• **The problem**
Please show every line of the entries that contains the string "window".

• **Entries**
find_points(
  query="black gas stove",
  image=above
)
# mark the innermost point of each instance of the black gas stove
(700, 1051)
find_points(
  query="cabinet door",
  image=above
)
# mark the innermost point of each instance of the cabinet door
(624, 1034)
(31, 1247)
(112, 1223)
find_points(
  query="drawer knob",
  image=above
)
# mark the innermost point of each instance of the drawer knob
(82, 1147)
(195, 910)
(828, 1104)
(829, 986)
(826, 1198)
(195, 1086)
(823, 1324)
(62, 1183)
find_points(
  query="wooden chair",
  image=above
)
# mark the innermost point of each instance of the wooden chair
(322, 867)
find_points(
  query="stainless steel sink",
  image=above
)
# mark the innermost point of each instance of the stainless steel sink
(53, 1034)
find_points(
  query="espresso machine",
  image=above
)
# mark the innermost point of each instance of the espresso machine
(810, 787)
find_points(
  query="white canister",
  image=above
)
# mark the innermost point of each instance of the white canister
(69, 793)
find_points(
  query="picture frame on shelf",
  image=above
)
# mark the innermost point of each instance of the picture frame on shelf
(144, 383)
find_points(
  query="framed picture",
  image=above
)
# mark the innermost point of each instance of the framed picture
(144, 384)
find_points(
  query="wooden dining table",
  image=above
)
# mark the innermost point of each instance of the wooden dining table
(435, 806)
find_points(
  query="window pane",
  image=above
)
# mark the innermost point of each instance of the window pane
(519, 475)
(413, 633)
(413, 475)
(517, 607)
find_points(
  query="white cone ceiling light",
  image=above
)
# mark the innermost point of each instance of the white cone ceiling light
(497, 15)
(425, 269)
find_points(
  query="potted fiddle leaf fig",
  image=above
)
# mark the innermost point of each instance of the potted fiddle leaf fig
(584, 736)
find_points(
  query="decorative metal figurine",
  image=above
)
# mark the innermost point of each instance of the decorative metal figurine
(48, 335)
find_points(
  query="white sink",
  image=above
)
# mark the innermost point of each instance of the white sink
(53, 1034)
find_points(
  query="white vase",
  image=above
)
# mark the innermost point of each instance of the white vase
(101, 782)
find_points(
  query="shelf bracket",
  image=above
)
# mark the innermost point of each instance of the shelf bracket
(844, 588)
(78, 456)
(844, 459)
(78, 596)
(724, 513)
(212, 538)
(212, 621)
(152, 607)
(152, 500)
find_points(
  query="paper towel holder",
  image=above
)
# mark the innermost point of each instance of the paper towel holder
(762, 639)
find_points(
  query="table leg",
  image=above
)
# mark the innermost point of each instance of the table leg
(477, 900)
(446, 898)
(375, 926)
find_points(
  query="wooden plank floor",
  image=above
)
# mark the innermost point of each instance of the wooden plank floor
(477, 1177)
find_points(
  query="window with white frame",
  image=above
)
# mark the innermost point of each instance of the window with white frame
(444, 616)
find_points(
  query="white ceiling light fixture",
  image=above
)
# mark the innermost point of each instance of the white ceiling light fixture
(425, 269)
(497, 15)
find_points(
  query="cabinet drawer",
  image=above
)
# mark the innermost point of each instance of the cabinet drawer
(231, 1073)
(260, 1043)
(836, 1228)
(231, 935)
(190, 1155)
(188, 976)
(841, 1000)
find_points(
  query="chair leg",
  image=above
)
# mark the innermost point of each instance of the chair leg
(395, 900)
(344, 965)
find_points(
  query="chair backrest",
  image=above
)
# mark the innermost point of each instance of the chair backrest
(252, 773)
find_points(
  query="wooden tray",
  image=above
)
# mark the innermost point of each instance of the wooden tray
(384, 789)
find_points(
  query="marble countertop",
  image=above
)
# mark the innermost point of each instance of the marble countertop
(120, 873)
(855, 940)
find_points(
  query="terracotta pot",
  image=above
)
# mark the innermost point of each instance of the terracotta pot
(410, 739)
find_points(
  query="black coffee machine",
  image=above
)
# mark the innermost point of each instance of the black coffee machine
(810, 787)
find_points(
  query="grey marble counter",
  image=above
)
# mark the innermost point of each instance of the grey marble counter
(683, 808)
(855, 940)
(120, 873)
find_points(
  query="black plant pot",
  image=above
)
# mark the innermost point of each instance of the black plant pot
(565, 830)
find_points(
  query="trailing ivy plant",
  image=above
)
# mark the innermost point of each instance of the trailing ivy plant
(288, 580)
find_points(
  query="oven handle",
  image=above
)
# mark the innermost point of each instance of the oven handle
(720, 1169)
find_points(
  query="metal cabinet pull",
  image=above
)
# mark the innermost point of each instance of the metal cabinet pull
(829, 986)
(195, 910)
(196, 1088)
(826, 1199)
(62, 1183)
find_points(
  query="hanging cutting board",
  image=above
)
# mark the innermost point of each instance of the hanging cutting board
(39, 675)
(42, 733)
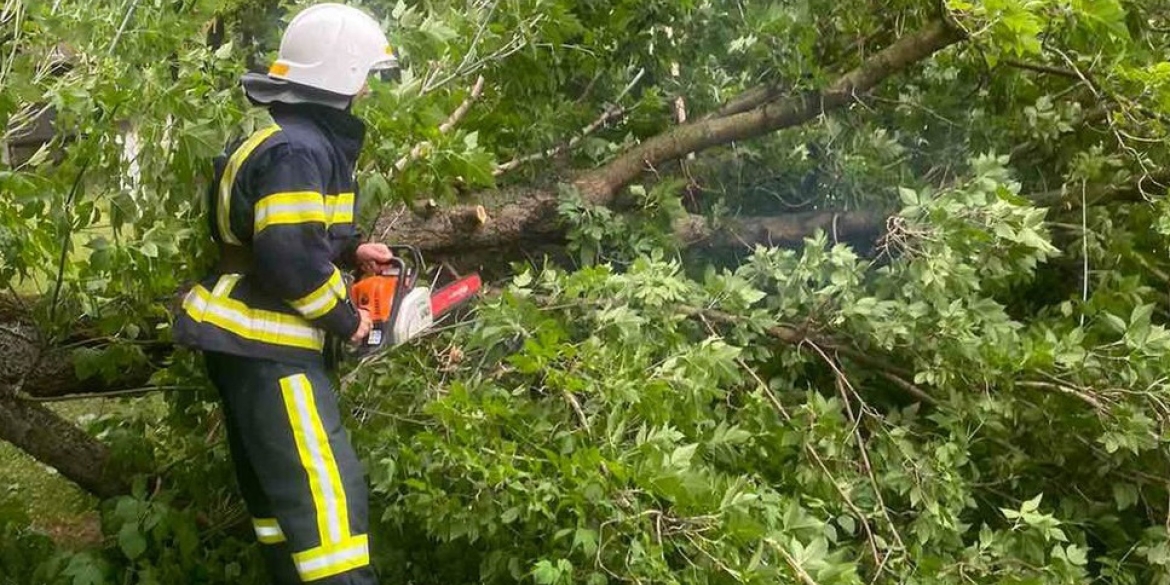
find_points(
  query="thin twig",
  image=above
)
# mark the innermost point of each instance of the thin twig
...
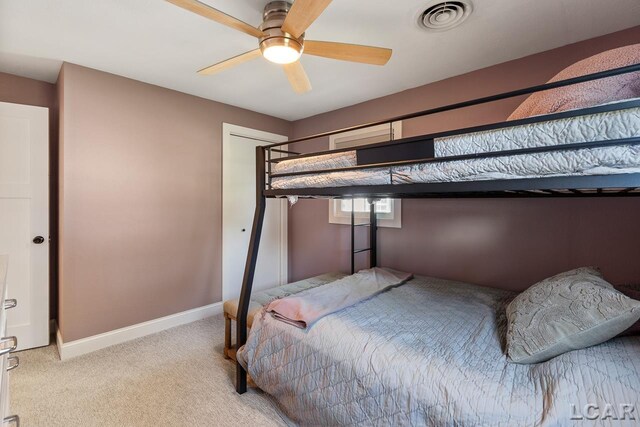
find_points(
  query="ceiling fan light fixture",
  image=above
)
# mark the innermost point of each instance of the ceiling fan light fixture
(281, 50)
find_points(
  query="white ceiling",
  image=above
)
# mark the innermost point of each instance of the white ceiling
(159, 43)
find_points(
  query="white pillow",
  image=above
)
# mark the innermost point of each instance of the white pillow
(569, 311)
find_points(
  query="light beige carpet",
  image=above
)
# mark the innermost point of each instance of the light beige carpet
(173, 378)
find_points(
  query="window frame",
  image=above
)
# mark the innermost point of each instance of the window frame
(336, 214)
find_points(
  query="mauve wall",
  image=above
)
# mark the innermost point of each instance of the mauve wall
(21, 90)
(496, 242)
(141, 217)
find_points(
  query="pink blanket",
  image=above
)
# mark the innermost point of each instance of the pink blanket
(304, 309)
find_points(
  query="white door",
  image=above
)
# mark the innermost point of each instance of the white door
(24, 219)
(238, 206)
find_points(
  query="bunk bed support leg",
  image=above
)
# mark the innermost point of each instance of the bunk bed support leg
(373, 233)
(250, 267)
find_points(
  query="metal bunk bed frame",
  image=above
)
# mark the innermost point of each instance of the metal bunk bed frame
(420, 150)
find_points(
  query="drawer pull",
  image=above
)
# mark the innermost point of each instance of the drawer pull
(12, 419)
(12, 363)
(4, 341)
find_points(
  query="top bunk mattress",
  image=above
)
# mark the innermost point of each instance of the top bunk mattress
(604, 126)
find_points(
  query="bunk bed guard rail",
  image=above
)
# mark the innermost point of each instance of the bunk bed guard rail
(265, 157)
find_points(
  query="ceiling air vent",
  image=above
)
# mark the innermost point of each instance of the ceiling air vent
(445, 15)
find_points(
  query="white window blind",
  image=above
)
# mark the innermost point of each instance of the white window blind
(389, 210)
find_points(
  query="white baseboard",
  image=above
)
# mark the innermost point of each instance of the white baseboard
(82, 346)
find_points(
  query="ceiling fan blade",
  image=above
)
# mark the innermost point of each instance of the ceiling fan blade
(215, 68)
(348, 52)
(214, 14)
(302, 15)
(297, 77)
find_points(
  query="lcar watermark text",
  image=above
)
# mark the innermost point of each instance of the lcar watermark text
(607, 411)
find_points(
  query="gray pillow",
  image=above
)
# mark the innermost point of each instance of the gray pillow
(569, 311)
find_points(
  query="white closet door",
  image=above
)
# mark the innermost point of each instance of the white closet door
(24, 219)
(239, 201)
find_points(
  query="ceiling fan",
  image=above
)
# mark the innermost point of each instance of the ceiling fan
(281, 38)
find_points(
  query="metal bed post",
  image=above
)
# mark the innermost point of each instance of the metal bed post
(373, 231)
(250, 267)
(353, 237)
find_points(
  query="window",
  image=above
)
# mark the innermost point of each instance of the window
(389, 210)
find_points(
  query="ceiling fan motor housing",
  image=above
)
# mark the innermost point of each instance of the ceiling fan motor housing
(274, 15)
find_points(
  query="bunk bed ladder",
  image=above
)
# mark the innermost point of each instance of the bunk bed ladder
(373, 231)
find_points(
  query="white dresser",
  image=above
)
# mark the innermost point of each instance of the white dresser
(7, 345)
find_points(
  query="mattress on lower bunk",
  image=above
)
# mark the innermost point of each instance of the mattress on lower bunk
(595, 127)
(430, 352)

• **Result of the exercise**
  query="window pane",
# mark the innermost point of each instance of the window pane
  query="window with white frame",
# mark the innermost point of each instance of the window with white frame
  query="window frame",
# mark the innermost point of each instance of the window frame
  query="white window blind",
# mark the innermost point of each instance of the white window blind
  query="window",
# mark the innermost point of each instance of the window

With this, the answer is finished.